Answer these questions about the rss feeds thread below:
1. In the first post, which two parts of the Kindle does grimmstede say they love?
2. According to Jeff, who created a link to subscribe to this feed?
3. On feemon.com, what can you do if a website you like is not listed?

**Quoted passage:**
* start *
# rss feeds



## grimmstede (Nov 12, 2008)

I love the whispernet part of kindle and the web browser in the experimental tab.  I created a feed aggregator at www.feemon.com/kindlemenu.html so that I can check my feeds from the kindle anywhere.


----------



## Leslie (Apr 7, 2008)

Hi Grimmstede and welcome. Glad to have you here. Can you describe this a little bit more? I'm not real clear on what it does.

Leslie


----------



## Jeff (Oct 28, 2008)

Actually, Harvey has created a link to subscribe to this feed:

http://www.kboards.com/index.php?type=rss;action=.xml

Jeff


----------



## Angela (Nov 2, 2008)

Hi Grimmstede and welcome... I will have to check this out when I get home. Thanks!


----------



## grimmstede (Nov 12, 2008)

www.feemon.com is a site where you can keep track of your favorite web sites and any updates done to them.  You have a personal page where you keep all of your sites together and can reorder them any way you want.  If a website you like is not listed, just add it yourself.  Also, there is a category view that lists all the newest updates from all the sites in the system under a specific category.  The kindle menu at www.feemon.com/kindlemenu.html is a version of this category view specifically for the kindle web browser.  Thanks for the welcome everyone!


----------



## chynared21 (Oct 28, 2008)

*Hi and welcome to the forum...glad to have you here.*


----------
* end *
**Extracted records:**
* start *
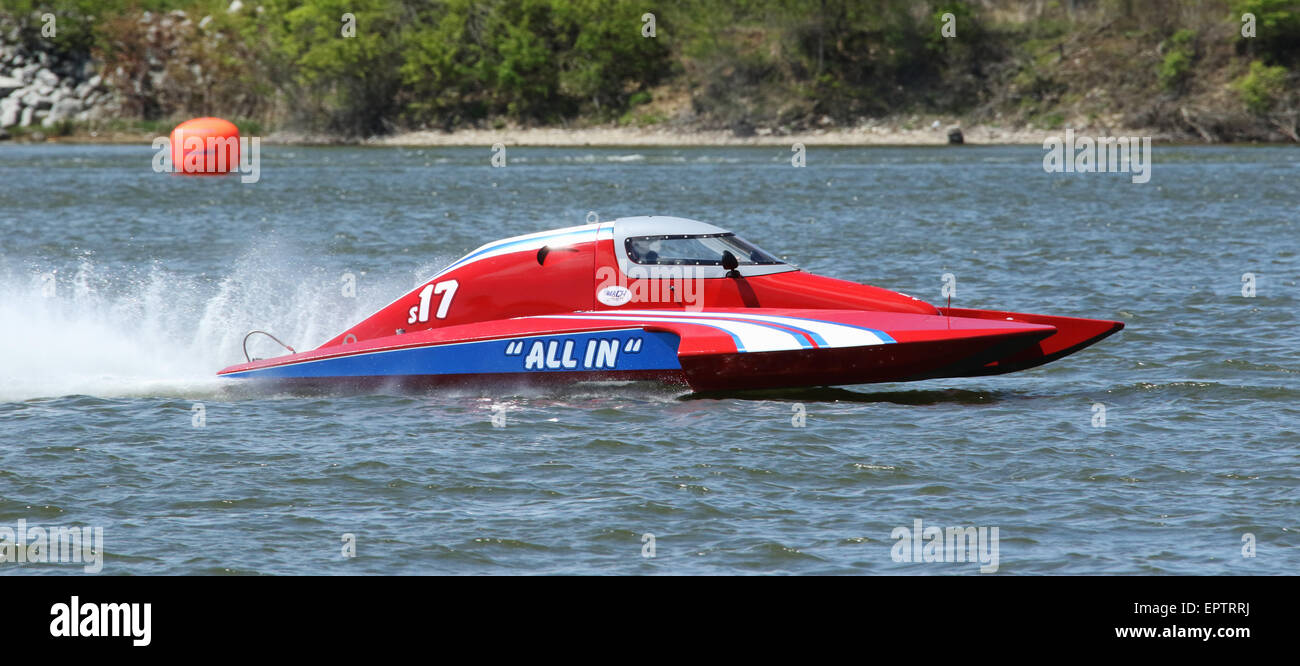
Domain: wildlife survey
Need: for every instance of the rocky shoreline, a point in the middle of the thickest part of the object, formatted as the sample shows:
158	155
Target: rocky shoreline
39	89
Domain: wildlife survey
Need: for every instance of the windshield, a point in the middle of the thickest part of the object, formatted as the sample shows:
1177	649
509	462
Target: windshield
694	250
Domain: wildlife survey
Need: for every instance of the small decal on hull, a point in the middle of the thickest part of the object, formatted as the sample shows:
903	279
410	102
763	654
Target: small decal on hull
564	353
614	295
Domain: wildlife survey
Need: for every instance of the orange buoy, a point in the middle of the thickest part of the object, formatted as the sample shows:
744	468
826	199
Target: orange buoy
206	146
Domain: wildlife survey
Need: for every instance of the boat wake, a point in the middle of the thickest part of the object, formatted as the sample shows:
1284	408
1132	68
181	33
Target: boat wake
78	328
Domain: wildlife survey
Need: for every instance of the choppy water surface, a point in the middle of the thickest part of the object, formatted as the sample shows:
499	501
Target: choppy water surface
122	292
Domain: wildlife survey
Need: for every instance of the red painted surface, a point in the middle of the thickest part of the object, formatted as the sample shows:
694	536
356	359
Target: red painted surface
515	294
206	147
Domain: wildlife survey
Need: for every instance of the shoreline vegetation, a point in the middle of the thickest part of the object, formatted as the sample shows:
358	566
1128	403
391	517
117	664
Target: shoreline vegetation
692	73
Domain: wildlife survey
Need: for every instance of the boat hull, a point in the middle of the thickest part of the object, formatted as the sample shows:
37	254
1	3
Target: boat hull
732	349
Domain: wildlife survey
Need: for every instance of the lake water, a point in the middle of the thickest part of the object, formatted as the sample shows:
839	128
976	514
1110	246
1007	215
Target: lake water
124	290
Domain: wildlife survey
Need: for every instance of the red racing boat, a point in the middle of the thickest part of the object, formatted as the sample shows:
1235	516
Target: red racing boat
664	299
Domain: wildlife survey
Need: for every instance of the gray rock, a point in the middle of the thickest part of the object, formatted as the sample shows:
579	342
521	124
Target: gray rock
47	78
9	111
9	85
35	100
64	109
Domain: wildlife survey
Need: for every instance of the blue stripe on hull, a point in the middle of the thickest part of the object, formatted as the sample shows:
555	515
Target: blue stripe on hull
599	351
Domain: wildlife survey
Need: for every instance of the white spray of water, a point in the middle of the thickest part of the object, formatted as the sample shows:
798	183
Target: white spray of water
154	332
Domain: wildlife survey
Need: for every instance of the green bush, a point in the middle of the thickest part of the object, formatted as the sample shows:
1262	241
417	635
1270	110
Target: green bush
1262	86
1179	55
1277	29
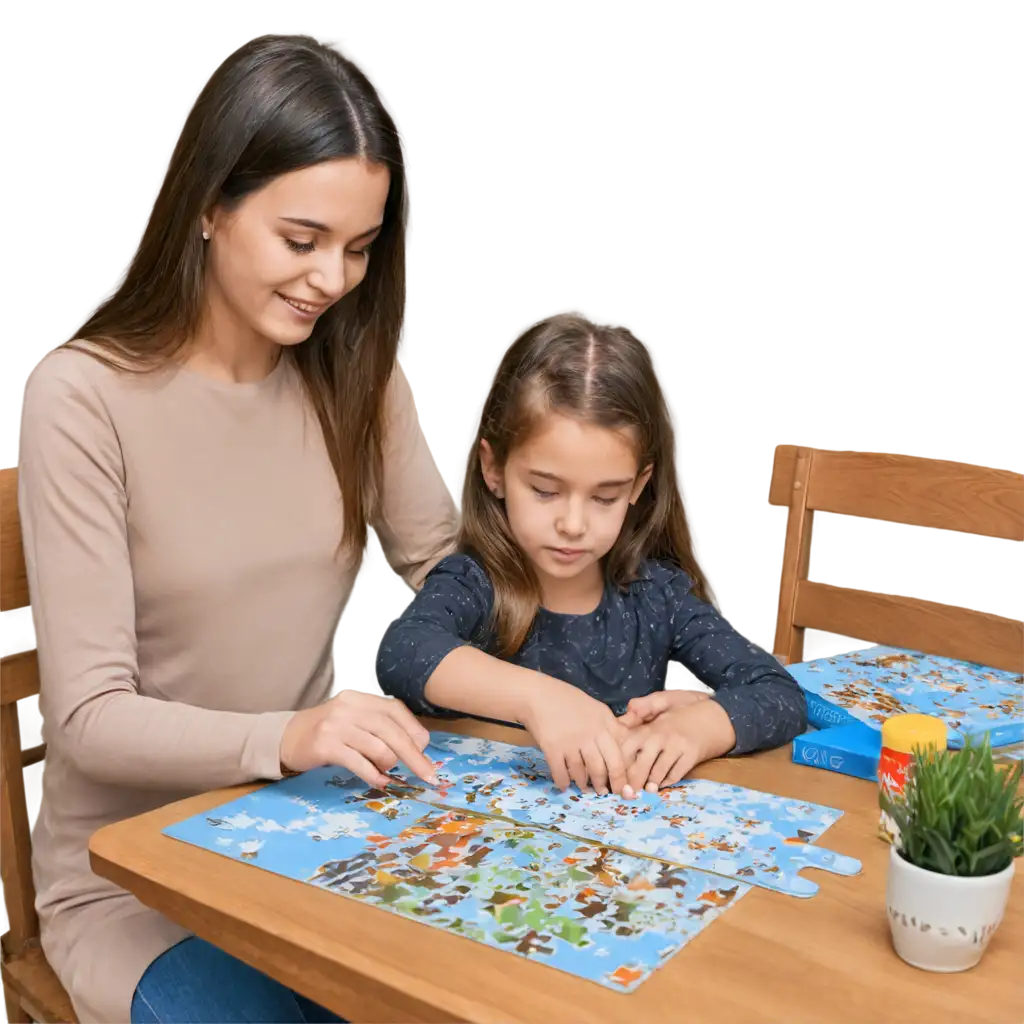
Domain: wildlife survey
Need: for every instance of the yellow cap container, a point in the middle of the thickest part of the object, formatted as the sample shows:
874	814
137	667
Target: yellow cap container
901	735
904	733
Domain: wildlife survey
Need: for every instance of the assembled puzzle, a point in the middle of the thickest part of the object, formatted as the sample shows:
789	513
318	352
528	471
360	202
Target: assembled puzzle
602	888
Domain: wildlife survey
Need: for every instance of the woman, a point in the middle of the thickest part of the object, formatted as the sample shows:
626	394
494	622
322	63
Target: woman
203	457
* end *
**Solution to this exercise:**
1. The whispernet part and the web browser in the experimental tab.
2. Harvey.
3. Add it yourself.